Stated exercise >> Select each line below that contains the word "green" and copy it out in full.

Stored data >>
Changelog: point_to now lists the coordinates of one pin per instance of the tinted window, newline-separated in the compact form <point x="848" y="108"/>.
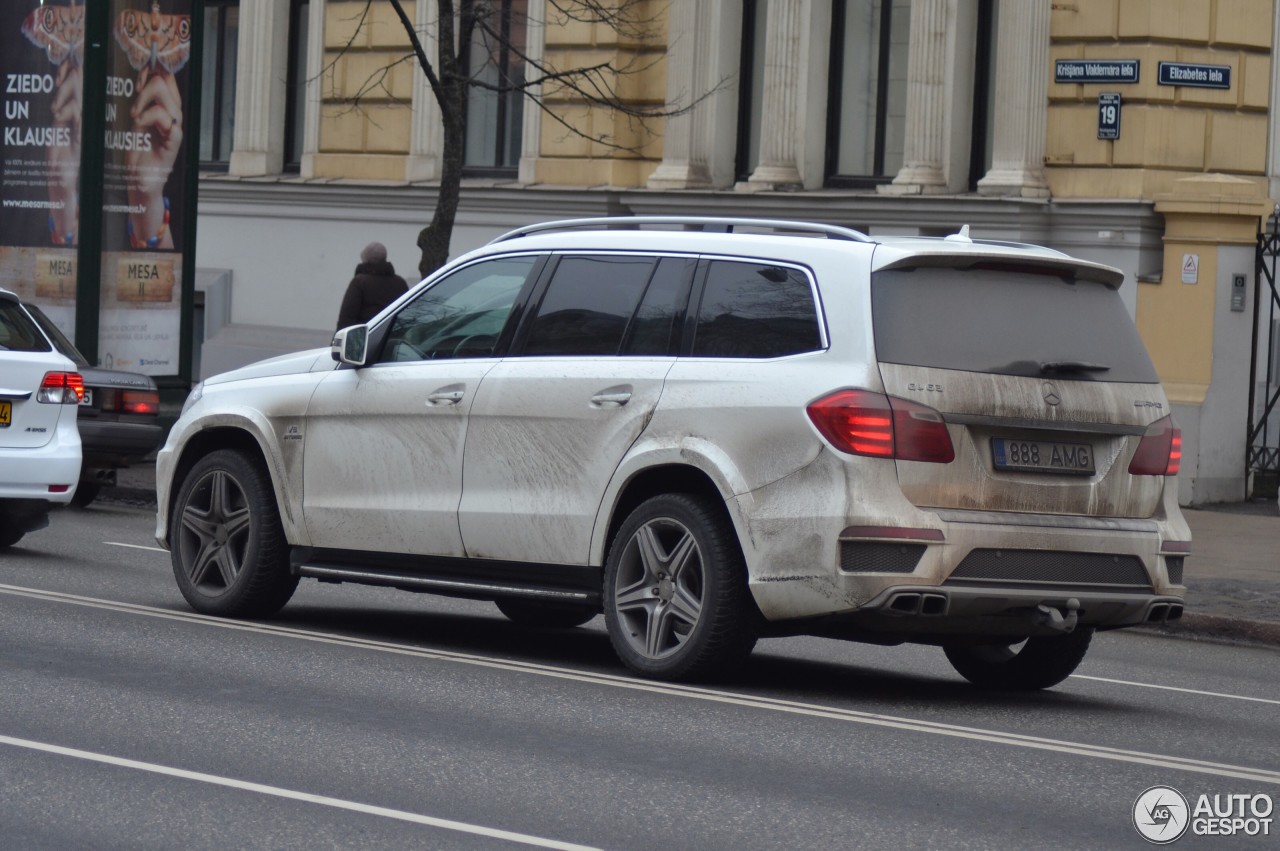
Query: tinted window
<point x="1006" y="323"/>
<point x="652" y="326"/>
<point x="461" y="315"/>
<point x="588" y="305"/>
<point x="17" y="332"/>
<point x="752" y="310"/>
...
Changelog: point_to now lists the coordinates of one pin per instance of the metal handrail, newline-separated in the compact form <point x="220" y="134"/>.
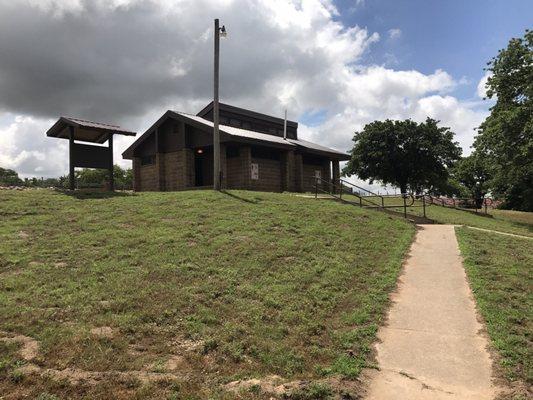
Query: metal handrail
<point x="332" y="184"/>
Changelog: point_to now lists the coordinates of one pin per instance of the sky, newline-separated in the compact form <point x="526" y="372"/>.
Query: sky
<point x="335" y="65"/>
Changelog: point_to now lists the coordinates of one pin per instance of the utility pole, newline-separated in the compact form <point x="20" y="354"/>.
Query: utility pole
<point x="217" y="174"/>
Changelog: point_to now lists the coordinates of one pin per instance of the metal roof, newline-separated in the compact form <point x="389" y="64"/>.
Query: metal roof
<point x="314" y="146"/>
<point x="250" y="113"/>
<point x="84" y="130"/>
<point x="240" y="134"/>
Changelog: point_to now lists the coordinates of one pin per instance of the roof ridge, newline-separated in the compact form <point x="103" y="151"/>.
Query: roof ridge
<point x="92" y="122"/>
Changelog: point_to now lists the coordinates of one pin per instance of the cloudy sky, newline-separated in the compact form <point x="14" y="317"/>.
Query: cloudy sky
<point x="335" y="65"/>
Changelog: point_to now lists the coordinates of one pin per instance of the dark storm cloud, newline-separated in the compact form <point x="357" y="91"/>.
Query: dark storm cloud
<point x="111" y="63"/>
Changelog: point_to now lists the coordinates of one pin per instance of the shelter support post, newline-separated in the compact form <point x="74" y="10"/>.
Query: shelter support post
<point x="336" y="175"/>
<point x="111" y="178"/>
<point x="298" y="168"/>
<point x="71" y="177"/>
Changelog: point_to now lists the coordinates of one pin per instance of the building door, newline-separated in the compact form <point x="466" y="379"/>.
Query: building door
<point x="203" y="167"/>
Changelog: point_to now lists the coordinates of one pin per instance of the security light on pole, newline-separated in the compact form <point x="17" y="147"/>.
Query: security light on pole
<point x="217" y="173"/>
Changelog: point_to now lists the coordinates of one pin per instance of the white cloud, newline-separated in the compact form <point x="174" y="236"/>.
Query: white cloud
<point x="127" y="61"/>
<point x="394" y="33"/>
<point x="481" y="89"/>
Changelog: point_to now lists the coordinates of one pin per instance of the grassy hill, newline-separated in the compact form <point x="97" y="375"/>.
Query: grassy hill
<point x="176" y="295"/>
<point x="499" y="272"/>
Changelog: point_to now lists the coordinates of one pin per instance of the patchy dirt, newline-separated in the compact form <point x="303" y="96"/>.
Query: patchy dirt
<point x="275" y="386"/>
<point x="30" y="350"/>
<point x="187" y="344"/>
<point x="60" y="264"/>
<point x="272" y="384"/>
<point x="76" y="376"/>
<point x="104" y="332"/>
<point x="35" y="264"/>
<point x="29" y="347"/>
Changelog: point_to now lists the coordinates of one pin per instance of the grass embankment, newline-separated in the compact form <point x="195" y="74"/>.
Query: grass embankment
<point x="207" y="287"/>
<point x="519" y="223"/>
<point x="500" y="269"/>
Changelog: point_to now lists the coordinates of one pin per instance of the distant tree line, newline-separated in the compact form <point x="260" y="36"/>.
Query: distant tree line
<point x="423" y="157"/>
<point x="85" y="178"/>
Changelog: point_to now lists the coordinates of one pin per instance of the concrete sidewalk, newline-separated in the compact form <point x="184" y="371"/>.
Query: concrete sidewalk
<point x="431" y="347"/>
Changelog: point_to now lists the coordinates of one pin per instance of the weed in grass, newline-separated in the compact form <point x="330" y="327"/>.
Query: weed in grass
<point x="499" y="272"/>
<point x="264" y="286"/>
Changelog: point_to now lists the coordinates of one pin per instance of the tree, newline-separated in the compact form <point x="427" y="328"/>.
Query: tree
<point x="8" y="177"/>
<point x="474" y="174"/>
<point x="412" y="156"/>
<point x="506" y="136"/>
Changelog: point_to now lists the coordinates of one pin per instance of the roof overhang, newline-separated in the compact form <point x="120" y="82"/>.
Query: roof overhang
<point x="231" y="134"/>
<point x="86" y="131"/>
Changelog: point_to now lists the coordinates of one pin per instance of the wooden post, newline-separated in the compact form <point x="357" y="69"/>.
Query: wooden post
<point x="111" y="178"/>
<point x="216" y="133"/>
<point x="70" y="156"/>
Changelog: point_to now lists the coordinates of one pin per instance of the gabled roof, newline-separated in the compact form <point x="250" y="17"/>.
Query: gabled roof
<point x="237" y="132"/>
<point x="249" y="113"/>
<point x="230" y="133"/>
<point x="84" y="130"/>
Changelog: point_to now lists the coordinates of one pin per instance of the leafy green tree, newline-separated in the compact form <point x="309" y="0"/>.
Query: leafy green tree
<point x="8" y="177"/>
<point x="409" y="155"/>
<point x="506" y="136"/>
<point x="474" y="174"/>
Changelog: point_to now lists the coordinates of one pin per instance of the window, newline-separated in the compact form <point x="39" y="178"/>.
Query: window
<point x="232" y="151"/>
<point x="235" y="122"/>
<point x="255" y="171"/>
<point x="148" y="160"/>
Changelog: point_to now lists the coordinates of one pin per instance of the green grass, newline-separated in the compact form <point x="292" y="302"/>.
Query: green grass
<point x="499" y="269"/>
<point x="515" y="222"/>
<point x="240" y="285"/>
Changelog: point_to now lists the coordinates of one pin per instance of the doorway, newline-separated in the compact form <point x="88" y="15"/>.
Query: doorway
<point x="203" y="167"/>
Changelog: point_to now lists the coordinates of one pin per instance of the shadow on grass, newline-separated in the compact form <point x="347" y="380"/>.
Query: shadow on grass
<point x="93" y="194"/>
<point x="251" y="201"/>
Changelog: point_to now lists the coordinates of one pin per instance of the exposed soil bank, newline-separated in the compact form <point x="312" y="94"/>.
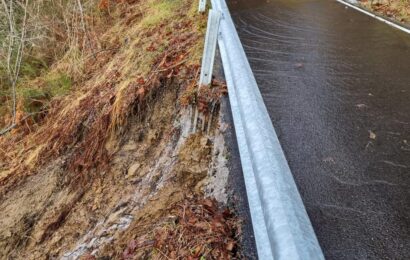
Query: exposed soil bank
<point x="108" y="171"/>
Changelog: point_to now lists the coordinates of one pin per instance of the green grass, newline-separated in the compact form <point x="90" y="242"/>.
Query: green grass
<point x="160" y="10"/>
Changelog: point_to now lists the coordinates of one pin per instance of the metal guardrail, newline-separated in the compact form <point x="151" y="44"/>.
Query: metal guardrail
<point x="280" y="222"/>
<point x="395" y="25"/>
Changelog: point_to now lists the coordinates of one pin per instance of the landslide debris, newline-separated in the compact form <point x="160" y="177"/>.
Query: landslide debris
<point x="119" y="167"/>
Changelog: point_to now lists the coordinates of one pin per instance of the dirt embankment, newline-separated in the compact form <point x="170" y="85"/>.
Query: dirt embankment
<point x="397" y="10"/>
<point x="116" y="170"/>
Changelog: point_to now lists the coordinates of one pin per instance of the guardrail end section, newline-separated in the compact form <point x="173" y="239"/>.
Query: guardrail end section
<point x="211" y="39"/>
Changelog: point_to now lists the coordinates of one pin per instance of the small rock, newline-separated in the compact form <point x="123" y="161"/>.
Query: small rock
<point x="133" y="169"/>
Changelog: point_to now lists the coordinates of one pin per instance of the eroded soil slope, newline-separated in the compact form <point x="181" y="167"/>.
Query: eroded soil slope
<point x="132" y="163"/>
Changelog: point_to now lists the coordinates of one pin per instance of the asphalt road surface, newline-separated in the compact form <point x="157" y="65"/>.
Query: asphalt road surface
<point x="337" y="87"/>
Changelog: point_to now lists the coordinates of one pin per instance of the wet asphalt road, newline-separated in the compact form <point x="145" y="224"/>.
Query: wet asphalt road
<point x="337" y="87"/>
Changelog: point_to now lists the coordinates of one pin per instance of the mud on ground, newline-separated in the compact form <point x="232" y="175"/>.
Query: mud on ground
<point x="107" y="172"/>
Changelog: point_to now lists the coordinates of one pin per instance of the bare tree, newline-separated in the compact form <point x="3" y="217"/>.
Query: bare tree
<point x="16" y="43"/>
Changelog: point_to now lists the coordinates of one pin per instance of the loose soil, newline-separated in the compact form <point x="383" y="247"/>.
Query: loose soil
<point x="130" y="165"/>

The solution >>
Changelog: point_to now lists the coordinates of one pin per instance of the leafy green tree, newline-separated in the compact form <point x="309" y="0"/>.
Query: leafy green tree
Changelog: point_to now lists the coordinates of one pin per instance of the green grass, newline-separated in the compact form <point x="292" y="302"/>.
Query: green grass
Changelog: point_to now lists the coordinates of one pin per instance of the green grass, newline-separated in the compact form <point x="90" y="242"/>.
Query: green grass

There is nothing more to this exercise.